Instructions for the task - Turn the records starting at the line containing "of the person" and ending at the line containing "x=803, y=198" into a Markdown table with the columns Row and Line, numbering each line and leaving out blank lines.

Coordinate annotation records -
────────────────

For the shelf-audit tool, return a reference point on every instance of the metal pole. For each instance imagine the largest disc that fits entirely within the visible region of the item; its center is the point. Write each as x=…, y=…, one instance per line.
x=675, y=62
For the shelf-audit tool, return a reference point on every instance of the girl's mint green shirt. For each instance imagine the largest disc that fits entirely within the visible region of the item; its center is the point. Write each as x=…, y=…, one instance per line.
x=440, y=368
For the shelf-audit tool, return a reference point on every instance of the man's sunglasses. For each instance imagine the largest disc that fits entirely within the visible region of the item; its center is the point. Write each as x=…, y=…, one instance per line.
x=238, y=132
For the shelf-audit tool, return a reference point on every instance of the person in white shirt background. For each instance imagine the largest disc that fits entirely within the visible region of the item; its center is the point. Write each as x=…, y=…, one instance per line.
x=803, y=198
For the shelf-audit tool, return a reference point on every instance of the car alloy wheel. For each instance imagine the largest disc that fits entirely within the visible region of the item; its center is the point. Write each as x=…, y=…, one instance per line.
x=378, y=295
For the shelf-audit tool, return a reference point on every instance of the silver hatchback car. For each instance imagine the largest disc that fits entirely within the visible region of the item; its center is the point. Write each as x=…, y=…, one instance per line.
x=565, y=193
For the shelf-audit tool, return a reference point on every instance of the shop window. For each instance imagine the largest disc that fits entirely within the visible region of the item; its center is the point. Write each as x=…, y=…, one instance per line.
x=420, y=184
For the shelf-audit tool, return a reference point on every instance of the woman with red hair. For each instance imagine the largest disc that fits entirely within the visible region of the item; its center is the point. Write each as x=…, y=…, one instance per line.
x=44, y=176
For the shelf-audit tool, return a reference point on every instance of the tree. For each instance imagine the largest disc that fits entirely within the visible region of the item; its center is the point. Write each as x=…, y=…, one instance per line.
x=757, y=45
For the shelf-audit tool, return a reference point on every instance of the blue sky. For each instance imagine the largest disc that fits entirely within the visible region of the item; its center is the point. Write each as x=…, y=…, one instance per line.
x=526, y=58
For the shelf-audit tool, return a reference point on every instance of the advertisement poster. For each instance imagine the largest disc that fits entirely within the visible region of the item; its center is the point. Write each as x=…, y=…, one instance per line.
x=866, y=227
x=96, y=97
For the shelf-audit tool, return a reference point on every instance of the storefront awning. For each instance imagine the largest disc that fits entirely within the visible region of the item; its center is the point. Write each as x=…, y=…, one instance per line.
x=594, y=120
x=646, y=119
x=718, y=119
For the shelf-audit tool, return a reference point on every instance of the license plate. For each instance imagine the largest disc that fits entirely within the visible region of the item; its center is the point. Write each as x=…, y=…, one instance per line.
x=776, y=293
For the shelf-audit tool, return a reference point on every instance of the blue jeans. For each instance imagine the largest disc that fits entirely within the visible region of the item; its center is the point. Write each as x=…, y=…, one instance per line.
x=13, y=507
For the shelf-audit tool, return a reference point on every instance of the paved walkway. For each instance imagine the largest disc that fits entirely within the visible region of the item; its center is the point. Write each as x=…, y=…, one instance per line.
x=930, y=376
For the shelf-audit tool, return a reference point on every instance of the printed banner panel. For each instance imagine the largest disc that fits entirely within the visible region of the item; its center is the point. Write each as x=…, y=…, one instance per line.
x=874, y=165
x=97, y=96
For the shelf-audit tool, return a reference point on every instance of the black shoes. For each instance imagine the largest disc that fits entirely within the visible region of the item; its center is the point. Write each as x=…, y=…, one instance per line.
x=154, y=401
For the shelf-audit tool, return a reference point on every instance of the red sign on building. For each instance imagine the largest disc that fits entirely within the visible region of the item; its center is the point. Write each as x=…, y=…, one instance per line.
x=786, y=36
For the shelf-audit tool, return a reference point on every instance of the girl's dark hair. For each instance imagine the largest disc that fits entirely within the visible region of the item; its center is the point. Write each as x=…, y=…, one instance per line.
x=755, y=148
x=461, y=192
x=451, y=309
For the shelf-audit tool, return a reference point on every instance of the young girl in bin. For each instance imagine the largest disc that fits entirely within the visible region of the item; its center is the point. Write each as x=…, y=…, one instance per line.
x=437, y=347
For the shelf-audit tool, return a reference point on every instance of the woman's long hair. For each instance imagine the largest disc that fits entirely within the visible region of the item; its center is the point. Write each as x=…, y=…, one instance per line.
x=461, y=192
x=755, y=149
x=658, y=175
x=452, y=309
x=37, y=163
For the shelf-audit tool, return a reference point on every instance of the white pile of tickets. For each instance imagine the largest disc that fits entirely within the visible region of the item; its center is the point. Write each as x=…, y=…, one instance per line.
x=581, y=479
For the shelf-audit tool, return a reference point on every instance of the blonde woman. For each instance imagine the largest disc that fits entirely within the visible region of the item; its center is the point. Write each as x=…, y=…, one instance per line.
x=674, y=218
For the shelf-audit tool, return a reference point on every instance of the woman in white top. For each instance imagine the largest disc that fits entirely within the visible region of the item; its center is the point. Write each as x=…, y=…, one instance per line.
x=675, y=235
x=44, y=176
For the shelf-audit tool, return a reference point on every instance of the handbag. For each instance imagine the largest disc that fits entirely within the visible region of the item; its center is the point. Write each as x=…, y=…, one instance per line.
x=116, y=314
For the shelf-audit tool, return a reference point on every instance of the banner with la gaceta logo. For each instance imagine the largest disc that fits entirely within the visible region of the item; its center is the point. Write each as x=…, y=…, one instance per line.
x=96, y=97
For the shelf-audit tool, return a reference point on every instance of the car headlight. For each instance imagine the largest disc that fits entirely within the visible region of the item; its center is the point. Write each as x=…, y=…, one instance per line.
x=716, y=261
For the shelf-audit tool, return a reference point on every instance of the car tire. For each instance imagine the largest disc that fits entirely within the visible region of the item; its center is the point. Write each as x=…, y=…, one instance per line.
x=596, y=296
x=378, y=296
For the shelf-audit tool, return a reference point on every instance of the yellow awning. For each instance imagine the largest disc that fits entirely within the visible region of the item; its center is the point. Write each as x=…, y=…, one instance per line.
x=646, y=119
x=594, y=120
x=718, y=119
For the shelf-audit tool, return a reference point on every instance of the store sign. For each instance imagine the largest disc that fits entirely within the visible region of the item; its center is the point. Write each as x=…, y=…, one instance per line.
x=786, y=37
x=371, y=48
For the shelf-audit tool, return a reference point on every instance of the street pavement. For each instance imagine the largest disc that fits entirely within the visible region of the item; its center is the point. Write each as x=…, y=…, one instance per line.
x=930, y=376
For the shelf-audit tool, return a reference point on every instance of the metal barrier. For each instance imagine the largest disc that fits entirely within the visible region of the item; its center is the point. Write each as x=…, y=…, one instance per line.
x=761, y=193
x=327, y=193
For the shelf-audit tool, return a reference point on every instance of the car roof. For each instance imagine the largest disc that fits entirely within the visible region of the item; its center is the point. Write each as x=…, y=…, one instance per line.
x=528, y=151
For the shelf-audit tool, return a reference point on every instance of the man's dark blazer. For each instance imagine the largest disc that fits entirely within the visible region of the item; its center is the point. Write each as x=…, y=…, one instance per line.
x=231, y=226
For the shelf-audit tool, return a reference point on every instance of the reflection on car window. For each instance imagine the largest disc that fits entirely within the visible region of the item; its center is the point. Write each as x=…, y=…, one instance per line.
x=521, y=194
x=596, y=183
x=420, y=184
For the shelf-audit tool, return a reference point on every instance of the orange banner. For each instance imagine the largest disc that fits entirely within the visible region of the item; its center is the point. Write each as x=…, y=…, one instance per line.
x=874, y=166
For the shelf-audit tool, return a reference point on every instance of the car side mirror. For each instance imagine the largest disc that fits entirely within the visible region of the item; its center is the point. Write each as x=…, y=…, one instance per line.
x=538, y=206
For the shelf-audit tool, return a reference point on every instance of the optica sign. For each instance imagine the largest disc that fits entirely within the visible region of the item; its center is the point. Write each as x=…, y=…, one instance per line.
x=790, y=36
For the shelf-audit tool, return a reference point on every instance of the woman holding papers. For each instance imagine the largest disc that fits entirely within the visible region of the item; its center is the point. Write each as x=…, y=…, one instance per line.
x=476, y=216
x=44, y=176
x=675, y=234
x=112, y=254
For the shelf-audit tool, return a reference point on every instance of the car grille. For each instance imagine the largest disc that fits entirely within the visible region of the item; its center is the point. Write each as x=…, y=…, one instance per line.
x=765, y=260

────────────────

Written response -
| Row | Line |
|---|---|
| 1 | For the shelf-audit tool, return a reference point on every instance of the person in white shirt background. For each instance imagine the largest disc that fits entirely within the visible region of the item; its center is the point. Write each as x=…, y=…, one instance per line. |
| 2 | x=803, y=198 |